- [DESCRIPTION OF THE TASK] Pictures aside, quote the whole listing exactly.

(Extracted records)
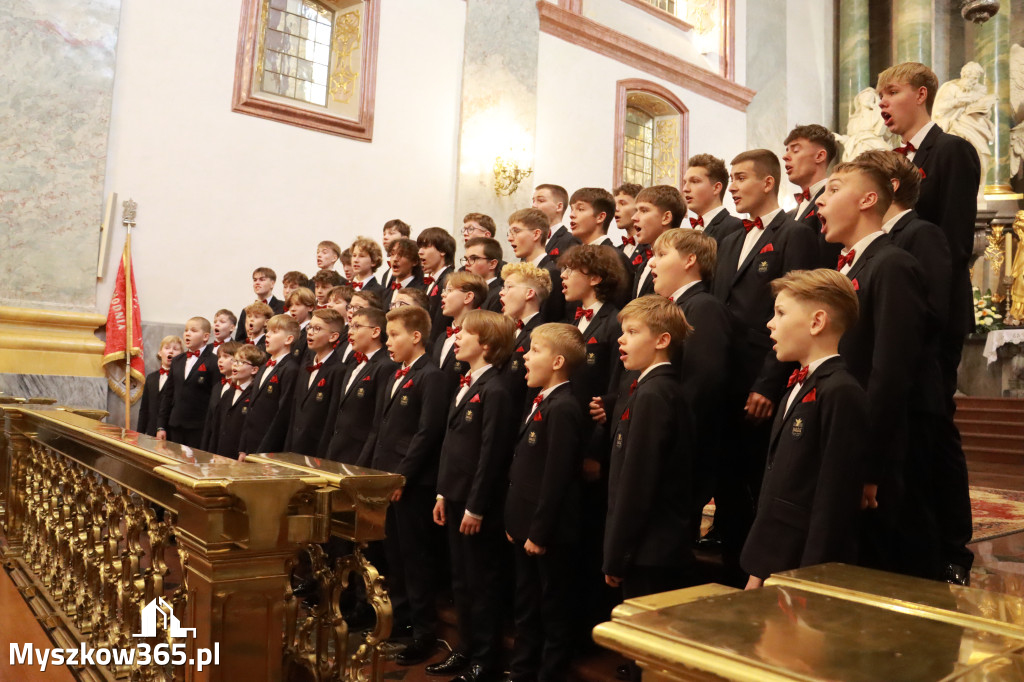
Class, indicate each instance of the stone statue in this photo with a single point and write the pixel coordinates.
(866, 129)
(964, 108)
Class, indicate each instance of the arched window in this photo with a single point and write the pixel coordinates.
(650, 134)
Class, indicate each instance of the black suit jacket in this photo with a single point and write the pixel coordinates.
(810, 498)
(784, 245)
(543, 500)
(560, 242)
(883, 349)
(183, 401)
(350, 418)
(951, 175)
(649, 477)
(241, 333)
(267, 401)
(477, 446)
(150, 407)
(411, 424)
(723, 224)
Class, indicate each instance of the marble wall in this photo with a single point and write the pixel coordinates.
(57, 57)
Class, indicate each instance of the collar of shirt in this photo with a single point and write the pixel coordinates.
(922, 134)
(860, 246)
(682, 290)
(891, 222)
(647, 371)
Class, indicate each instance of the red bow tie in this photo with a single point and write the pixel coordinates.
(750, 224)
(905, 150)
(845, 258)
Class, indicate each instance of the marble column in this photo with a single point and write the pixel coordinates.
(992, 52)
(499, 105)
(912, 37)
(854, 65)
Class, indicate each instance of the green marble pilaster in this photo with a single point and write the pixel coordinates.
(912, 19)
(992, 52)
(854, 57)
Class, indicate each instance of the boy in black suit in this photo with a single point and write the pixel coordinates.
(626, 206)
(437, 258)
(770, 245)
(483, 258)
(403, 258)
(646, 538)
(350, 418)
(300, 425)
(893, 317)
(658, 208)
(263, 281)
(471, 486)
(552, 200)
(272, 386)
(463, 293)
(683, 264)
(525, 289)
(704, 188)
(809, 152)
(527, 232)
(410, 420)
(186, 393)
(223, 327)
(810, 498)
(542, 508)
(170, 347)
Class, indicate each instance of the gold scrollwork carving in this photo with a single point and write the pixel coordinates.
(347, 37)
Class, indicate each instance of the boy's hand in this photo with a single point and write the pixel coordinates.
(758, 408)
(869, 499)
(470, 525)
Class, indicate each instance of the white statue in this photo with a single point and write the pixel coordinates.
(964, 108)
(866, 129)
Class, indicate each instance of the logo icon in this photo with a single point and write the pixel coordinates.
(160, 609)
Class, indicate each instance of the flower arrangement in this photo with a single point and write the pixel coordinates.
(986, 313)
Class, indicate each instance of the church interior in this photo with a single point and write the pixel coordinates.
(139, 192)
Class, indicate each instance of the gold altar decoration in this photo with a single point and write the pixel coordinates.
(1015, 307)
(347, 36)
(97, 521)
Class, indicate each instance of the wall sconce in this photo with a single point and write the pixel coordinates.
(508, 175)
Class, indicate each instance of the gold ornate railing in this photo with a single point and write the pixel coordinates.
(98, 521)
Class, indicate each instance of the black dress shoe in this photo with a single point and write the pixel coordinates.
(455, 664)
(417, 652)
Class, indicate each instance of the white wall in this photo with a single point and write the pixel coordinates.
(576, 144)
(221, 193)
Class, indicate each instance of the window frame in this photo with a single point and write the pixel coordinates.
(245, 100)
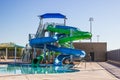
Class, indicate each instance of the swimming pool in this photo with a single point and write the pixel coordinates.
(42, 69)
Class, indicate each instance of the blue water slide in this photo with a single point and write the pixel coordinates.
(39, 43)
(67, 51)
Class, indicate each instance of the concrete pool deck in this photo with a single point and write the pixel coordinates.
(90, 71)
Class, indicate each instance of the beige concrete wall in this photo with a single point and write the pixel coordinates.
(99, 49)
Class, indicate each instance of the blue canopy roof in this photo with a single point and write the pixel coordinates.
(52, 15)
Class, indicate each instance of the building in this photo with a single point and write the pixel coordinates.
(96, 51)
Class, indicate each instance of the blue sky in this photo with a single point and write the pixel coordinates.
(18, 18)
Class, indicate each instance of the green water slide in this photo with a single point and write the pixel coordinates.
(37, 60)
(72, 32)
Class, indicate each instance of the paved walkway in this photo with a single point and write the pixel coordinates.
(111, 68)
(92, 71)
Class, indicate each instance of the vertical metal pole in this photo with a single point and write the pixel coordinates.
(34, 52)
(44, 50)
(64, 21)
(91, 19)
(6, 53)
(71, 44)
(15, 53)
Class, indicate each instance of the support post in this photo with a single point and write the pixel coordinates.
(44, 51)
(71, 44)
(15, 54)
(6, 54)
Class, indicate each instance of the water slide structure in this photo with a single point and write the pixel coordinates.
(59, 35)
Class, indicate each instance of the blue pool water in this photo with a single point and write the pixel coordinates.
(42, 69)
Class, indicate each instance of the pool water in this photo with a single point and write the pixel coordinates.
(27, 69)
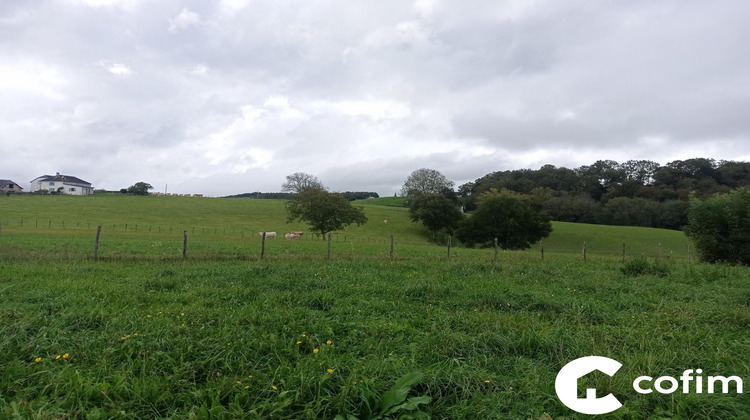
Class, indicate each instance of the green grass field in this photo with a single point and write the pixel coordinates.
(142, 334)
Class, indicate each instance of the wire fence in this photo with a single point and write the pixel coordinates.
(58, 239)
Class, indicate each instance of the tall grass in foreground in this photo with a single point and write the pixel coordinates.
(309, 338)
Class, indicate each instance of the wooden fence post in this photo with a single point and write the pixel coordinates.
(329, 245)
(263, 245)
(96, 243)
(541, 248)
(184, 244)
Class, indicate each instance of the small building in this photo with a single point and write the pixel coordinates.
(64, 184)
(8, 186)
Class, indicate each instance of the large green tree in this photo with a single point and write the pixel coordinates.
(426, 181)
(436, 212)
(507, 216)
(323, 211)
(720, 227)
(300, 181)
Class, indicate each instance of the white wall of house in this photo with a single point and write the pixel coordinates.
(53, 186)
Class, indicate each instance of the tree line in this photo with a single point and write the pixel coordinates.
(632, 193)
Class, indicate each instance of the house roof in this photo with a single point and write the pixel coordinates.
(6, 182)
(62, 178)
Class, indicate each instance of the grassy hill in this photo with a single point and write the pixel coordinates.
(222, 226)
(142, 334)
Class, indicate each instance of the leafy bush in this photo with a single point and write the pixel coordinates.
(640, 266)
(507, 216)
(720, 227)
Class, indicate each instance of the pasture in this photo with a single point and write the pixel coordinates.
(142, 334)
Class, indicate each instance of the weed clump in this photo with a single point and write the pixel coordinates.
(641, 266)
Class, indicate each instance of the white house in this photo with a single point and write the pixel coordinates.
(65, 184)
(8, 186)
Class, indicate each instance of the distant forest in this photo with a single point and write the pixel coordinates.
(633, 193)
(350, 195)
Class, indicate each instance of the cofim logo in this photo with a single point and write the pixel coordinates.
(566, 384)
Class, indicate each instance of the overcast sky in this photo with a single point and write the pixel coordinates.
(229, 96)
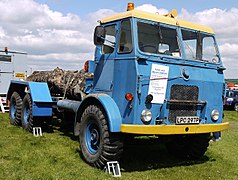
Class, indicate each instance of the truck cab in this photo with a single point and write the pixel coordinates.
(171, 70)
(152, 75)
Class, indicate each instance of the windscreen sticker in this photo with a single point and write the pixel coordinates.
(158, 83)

- [CORRECT RESULT]
Class, indicate each instance of the stone statue in this photo with a single point and write the pixel coordinates.
(866, 129)
(964, 108)
Class, indicate each instance of the arched window in this photo with a single point and write the pixel coordinates.
(650, 134)
Class, indicate each instance of the black suit jacket in this photo with a single point and write the pixel coordinates.
(810, 498)
(784, 245)
(543, 500)
(560, 242)
(883, 349)
(183, 401)
(350, 418)
(951, 175)
(649, 477)
(241, 333)
(267, 401)
(477, 446)
(150, 407)
(411, 424)
(723, 224)
Class, indicate each instance of the marble wall in this photo with a single point and write the pixel coordinates.
(57, 57)
Class, indicate each instance of the collar of shirt in this photo with a single point and write the pixel coordinates.
(922, 134)
(860, 246)
(682, 290)
(891, 222)
(647, 371)
Class, indicate each instance of the red bow tie in this photo with a single point and write the pixel coordinates.
(750, 224)
(905, 150)
(845, 258)
Class, indicate each instance of the marble column in this photo with a single point and write the pixel coordinates.
(992, 52)
(499, 105)
(912, 37)
(854, 65)
Class, indicate each instance of the green marble pilaster in this photo with a single point and write the pixel coordinates.
(912, 19)
(992, 52)
(854, 57)
Class, indicate each instance of the boy in black suit in this photo with a single point and write the pixel coordinates.
(626, 206)
(437, 258)
(770, 245)
(483, 258)
(403, 258)
(646, 538)
(350, 418)
(300, 425)
(893, 317)
(658, 208)
(263, 281)
(471, 486)
(552, 200)
(272, 386)
(463, 293)
(683, 264)
(525, 289)
(704, 188)
(809, 152)
(527, 232)
(410, 420)
(186, 393)
(223, 327)
(810, 498)
(542, 508)
(170, 347)
Class, indicate each instance of the gold scrollwork carving in this photo with a single point and write the pixel coordinates.
(347, 37)
Class, indicate each instance of the boy's hand in this photo with a single point and write the pixel coordinates.
(758, 408)
(869, 499)
(470, 525)
Class, indicate each instance of the white statue in this photo with a single point and write the pixel coordinates.
(964, 108)
(866, 129)
Class, indicate each instance of the logo icon in this photo with a single point and write the pixel coordinates.
(160, 609)
Class, indicate each instance of the flower arrangement in this photo with a single point and write the pixel coordinates.
(986, 313)
Class, indicate each instance of the church interior in this photo with a single point and write the pixel coordinates.
(139, 192)
Class, indicate each instance of the gold altar decoration in this photo with a single point and write the pixel coordinates.
(1015, 307)
(347, 36)
(97, 521)
Class, indicate each instance of the wall sconce in this photo with a single point and write the pixel coordinates.
(508, 175)
Class, indicate each instance of the gold ornate railing in this photo with a single point and write the pixel coordinates.
(98, 521)
Class, indicate each instance of the black dress shoe in this photo with a single point and write the pixel coordinates.
(455, 664)
(417, 652)
Class, indicate each instance of the white wall in this photo with a single point and write the pixel coordinates.
(576, 144)
(221, 193)
Class, indicate each instance of the window frame in this photo with a single point and write the pixel coordinates.
(245, 100)
Class, indicate each instance of the swimming pool in this photo with a single point and write the pixel coordinates.
(42, 69)
Class, indicate each instance of the blue water slide in this photo with a single point and write the pixel coordinates.
(39, 43)
(67, 51)
Class, indicate each instance of the concrete pool deck in this photo with a single point and write the pixel coordinates.
(90, 71)
Class, indicate each instance of the beige concrete wall in this photo with a single point and write the pixel coordinates.
(99, 49)
Class, indicate each instance of the blue canopy roof in this photo with a single point and write the pixel coordinates.
(52, 15)
Class, indicate each instance of the building in this photo with a single point and write the pixel coordinates.
(96, 51)
Class, indicate each instance of the blue sky in this photo with a single point and write the pixel coordinates.
(18, 18)
Class, indicate each instance of the green water slide in this photo with a single point and write the pixel coordinates.
(37, 60)
(72, 32)
Class, indicate each instance of the paved walkway in this photo with a single point and write the pixel coordinates.
(111, 68)
(92, 71)
Class, indicate each instance of the vertical metal pole in this photo with a single point and write the pixel coordinates.
(34, 52)
(44, 50)
(64, 21)
(91, 19)
(6, 53)
(71, 44)
(15, 53)
Class, indicate each instance of the support post in this photo with a single point and write the pixel coordinates.
(44, 51)
(71, 44)
(15, 54)
(6, 54)
Class, indicate each instance of the water slide structure in this photo with a single point and write the pixel coordinates.
(59, 35)
Class, indicate each instance of the blue pool water in this photo with a single point and write the pixel coordinates.
(42, 69)
Class, indicate each instance of the pool water in this photo with a single point and write the pixel coordinates.
(27, 69)
Class, indicate each instance of the green grass field in this photo with a single point and write the pixel coordinates.
(142, 334)
Class, indicate each instance of the wire fence in this photo with a single point and write the pixel coordinates.
(58, 239)
Class, indicate each instance of the tall grass in foreground in this photo with a single point and write the pixel coordinates.
(309, 338)
Class, indicate each instance of the wooden fence post in this photo with a single point and write the pixel coordinates.
(329, 245)
(263, 245)
(96, 243)
(541, 248)
(184, 244)
Class, indicate each instance of the small building in this photo with a single point and write the pixel coordinates.
(64, 184)
(8, 186)
Class, indicate each instance of the large green tree in this photo with a single point and write the pixel coordinates.
(426, 181)
(436, 212)
(507, 216)
(323, 211)
(720, 227)
(300, 181)
Class, indicate each instance of the white wall of house in this photo with a single point and write the pixel coordinates.
(53, 186)
Class, indicate each instance of the tree line in this photo with a single point and write the pixel coordinates.
(632, 193)
Class, indicate each instance of the house roof in this photo with a single point and write the pixel coordinates.
(6, 182)
(62, 178)
Class, indicate each instance of the grassy hill in this photo with a single point and write the pixel coordinates.
(222, 226)
(142, 334)
Class, indicate each instance of the leafy bush in this photo with a single point and write the pixel coordinates.
(640, 266)
(507, 216)
(720, 227)
Class, indicate each instance of the pasture in this photo with a single point and write the pixel coordinates.
(142, 334)
Class, indicate each instance of the weed clump in this photo with a single point and write the pixel coordinates.
(641, 266)
Class, indicate each instance of the white house in this photo with a single point and write the pixel coordinates.
(65, 184)
(8, 186)
Class, indicate each instance of the distant forest in this photo with a single point and write the pixel coordinates.
(633, 193)
(350, 195)
Class, indicate each instance of the cofim logo in this photo with a single point and write the pixel coordinates.
(566, 384)
Class, indicate each instance of the overcast sky in this photo with a single point and write the pixel coordinates.
(229, 96)
Class, indicate each instance of the truck cab in this photo with a single point and write the pixel coordinates.
(171, 70)
(152, 75)
Class, indicate each instance of the windscreen sticker in this photo with a single point and write the pixel coordinates.
(158, 83)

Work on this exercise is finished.